- 文章
╔══

这是一道最简单的线段树的更新节点与区间查询。
当然practic makes perfect~ 现在我已经能够比较熟练地打出来了。
但是还有一些细节要注意就是对于父节点的更新。
#include<stdio.h>
#include<string.h>
#include<algorithm>
#include<iostream>
using namespace std;
#define maxn 55555
char a[55];
struct node{
int l,r,sum;
int add;
}tree[maxn*4];
int ans=0;
void pushup(int v){
int temp=v*2;
tree[v].sum=tree[temp].sum+tree[temp+1].sum;
}
void pushdown(int v){
int temp=v*2;
tree[temp].add+=tree[v].add;
tree[temp+1].add+=tree[v].add;
tree[temp].sum+=tree[v].add*(tree[temp].r-tree[temp].l+1);
tree[temp+1].sum+=tree[v].add*(tree[temp+1].r-tree[temp+1].l+1);
tree[v].add=0;
}
void build(int l,int r,int v){
tree[v].l=l;
tree[v].r=r;
tree[v].add=0;
if(l==r){
scanf("%d",&tree[v].sum);
return;
}
int temp=v*2;
int mid=(tree[v].l+tree[v].r)/2;
build(l,mid,temp);
build(mid+1,r,temp+1);
pushup(v);
}
void update(int pos,int v,int x){
if(pos==tree[v].l&&tree[v].r==pos){
tree[v].add+=x;
tree[v].sum+=x*(tree[v].r-tree[v].l+1);
return ;
}
if(tree[v].add) pushdown(v);
int mid=(tree[v].l+tree[v].r)/2;
int temp=v*2;
if(pos<=mid) update(pos,temp,x);
else update(pos,temp+1,x);
pushup(v); //!!!

╚══

- 任务说明 A
把文章开头以“这是一道最简单的线段树”起、以“对于父节点的更新”止的那段文字改写成简短的要点列表，保留其主要信息。
- 任务说明 B
请将下面所有记录中的“turbine tower”更新为“wind turbine”，其余内容一律不改，然后重新写出这些记录，图片不要放进答案。

数据集摘录:
╔══

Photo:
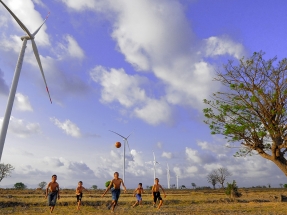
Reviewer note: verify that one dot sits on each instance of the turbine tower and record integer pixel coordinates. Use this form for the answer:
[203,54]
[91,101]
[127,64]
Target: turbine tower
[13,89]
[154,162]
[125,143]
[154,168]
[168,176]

╚══

- 书面回答 A
- 这是一道最简单的线段树题：更新节点与区间查询。
- 作者经过练习，现在已能比较熟练地写出代码。
- 仍需注意的细节是父节点的更新。

- 书面回答 B
Photo:
Reviewer note: verify that one dot sits on each instance of the wind turbine and record integer pixel coordinates. Use this form for the answer:
[203,54]
[91,101]
[127,64]
Target: wind turbine
[13,89]
[154,162]
[125,143]
[154,168]
[168,176]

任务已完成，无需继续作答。